BEGIN
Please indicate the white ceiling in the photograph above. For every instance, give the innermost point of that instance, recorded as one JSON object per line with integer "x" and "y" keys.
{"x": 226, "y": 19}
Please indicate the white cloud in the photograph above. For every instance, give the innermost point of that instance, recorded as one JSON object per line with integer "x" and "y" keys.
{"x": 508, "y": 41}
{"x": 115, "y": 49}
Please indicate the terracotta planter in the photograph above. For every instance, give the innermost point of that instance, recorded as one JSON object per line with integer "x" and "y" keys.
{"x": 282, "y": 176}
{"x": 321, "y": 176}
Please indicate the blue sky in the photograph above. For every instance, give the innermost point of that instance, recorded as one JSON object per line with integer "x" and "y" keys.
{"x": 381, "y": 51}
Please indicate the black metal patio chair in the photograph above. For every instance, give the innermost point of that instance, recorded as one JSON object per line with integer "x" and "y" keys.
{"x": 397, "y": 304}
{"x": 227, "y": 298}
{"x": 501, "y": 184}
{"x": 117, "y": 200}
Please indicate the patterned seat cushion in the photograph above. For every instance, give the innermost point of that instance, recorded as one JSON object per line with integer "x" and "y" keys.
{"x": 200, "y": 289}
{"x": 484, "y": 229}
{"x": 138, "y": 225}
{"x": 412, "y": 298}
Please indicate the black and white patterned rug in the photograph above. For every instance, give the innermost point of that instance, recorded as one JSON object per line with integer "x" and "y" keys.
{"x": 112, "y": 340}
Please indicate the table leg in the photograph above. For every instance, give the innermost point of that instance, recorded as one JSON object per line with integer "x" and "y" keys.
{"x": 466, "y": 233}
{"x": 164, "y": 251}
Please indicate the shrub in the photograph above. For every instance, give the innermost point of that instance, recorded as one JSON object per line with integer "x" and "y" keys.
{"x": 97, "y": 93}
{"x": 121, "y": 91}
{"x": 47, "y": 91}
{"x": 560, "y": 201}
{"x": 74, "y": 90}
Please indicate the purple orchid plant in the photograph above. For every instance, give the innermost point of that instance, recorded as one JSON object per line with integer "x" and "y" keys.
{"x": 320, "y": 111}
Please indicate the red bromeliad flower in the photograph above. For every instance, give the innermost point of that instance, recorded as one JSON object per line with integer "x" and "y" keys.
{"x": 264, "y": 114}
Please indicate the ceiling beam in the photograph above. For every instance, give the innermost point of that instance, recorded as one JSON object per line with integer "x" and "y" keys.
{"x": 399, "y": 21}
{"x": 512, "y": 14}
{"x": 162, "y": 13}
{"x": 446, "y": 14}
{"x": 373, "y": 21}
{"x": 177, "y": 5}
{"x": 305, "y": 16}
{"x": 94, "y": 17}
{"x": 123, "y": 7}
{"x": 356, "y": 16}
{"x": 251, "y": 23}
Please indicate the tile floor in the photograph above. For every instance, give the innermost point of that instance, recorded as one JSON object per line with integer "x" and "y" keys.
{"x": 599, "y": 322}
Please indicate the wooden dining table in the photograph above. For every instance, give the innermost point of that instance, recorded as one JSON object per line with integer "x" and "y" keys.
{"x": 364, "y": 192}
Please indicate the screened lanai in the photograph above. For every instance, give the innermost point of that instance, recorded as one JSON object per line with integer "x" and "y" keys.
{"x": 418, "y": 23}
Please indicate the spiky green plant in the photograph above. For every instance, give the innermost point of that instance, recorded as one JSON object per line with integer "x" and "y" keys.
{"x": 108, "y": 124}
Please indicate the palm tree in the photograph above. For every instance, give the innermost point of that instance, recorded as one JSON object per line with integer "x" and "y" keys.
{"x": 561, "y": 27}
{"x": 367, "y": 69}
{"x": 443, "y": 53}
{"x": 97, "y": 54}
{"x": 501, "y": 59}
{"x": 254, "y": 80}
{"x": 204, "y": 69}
END
• Task goal
Every line from the one with "Please indicate the palm" to the end of the records above should be returned exactly, and no other lines.

• Task result
Please indicate the palm tree in the photograph above. For every instance, give the innermost point of that instance, recorded as one JSON object per line with integer "x" and "y" keys.
{"x": 561, "y": 27}
{"x": 367, "y": 69}
{"x": 443, "y": 53}
{"x": 97, "y": 54}
{"x": 501, "y": 59}
{"x": 254, "y": 80}
{"x": 204, "y": 69}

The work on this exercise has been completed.